WORK TO BE COMPLETED
From the line containing "A teaching note to the class: indicate the plant" through the last line of the data, return those lines exactly as written and nothing more.

◆ ◆ ◆ ◆

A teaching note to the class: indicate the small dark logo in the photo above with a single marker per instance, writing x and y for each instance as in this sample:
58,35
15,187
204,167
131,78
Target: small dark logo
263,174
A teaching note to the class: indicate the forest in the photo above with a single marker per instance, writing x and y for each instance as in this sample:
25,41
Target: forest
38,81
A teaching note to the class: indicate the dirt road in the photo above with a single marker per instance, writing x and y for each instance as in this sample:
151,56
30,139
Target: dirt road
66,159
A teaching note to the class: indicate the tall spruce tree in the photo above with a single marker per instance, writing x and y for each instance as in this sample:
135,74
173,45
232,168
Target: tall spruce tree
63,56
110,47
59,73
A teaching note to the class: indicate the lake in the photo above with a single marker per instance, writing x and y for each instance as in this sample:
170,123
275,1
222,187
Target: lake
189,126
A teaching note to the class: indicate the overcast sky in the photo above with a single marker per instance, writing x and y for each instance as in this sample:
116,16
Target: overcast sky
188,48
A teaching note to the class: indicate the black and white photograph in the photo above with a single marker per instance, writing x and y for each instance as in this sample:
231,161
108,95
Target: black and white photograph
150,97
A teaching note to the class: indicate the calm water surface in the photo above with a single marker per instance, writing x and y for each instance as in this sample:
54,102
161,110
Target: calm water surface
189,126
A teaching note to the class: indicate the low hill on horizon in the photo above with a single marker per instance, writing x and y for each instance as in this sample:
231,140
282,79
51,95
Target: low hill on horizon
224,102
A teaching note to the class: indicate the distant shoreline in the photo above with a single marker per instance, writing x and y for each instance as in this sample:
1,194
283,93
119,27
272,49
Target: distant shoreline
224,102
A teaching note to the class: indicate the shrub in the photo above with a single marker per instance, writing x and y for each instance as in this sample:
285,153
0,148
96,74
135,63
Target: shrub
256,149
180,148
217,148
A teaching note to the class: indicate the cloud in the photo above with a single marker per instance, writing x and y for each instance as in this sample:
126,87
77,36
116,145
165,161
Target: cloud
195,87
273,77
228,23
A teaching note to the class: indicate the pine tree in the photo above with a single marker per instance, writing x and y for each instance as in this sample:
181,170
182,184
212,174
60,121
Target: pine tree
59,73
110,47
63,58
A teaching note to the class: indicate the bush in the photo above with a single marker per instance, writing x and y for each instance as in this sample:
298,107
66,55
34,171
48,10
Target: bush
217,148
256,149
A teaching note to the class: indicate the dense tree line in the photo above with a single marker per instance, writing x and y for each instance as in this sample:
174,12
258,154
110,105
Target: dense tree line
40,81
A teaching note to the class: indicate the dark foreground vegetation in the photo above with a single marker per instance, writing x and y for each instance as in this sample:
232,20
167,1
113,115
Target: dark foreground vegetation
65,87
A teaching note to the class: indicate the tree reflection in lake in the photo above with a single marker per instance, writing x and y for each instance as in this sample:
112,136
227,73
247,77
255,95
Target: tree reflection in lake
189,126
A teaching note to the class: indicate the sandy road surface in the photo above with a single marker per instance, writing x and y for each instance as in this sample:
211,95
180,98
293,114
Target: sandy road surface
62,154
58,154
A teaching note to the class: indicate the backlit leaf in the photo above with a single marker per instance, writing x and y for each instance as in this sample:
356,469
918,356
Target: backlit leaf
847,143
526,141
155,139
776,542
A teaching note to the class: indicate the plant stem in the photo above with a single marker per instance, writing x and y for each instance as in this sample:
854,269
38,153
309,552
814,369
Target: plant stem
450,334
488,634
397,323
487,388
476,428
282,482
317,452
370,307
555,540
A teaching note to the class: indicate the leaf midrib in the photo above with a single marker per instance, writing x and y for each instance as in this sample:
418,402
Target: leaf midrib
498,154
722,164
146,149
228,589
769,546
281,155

◆ ◆ ◆ ◆

EXERCISE SOLUTION
A teaching note to the class: indicate the plant stem in the photo above with a single marker per instance, writing x and y for each instance as in this sample:
854,269
38,153
309,552
814,369
Target: plant stem
450,334
488,634
397,323
487,388
476,428
282,482
317,452
370,307
555,540
A teaching note to the class: indicate the leaf midrib in the photo above with a single marker per instance, writing x and y for each instance as in this sample:
418,402
Target: leaf midrib
498,154
722,164
146,149
228,589
769,546
281,155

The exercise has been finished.